- EXCERPTED PASSAGE -
Start of Block

In a farmhouse in northeast South Dakota there is a six year old girl sitting on a policeman’s lap, with a blanket wrapped tightly around her. Even though it’s a cold December night outside the heat from the wood stove prompted her to go to bed in just a t-shirt and undies. She doesn’t want that strange policeman to see her in her undies, so keeping that blanket wrapped around her is one of her main concerns at the moment. That, and trying to figure out why her mom is screaming.
 
My heart hurts for that little girl, because I know that what the policeman is about to tell her will change her world forever. Not just change it, but flip it upside down and backwards and make her feel like a tornado and hurricane and flash flood have ripped through her life all at once, destroying everything.
 
My heart hurts for that little girl, not just because she’s about to find out that her dad is dead. It also hurts because I know what’s coming over the next 20 years. She’s not going to fit in very well. She’s going to get teased a lot, and will spend a lot of time not liking herself. She’ll attend a lot of funerals. So many funerals. She’ll get cancer. There are going to be times of incredible happiness and blessings mixed in there too, and that makes me excited for her. But there are going to be plenty of rough patches.
 
I wish I could send her a message. I wish I could tell her that it all leads to this. To a woman who can tell two girls in India that even though their father is dead they have a Heavenly Father who loves them more than they can imagine. A woman who can comfort others because she herself knows what it is to mourn. It leads to a woman who can spend the night with a new friend in a wretched government hospital because she herself knows what it’s like to be sick. It leads to a woman who is able to preach about God’s faithfulness because she’s seen it all over her life, even in the rough parts. A woman who talks about cancer, but also about the Healer. A woman who can talk about loneliness, but also the One who never leaves and never forsakes. A woman who, for every story of mourning, has a story of the One who comforts. I wish I could tell her that it leads to a woman who can love more fully and take more risks because she understands how short life really is. A woman who has a story to tell. A story that brings God glory.

End of Block

- DATASET -
Start of Block

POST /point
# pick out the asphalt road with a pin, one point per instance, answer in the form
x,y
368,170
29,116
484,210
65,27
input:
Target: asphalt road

End of Block
Start of Block

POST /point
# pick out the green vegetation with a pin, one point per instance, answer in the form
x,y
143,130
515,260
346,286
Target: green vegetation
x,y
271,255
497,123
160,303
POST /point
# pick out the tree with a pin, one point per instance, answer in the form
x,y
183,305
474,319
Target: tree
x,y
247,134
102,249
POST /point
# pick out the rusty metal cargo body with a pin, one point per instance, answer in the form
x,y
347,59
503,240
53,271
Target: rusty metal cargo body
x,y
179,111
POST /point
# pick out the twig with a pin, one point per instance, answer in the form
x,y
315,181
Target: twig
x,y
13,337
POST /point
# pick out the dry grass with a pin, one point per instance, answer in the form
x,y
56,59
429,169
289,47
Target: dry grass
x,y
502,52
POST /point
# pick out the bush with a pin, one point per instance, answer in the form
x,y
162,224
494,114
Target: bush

End of Block

- WHAT THE EXERCISE ASKS -
From the farmhouse passage, reproduce word for word the section that starts with the words containing "My heart hurts for that little girl, because" and finishes with "of rough patches.".

- SOLVED EXERCISE -
My heart hurts for that little girl, because I know that what the policeman is about to tell her will change her world forever. Not just change it, but flip it upside down and backwards and make her feel like a tornado and hurricane and flash flood have ripped through her life all at once, destroying everything.
 
My heart hurts for that little girl, not just because she’s about to find out that her dad is dead. It also hurts because I know what’s coming over the next 20 years. She’s not going to fit in very well. She’s going to get teased a lot, and will spend a lot of time not liking herself. She’ll attend a lot of funerals. So many funerals. She’ll get cancer. There are going to be times of incredible happiness and blessings mixed in there too, and that makes me excited for her. But there are going to be plenty of rough patches.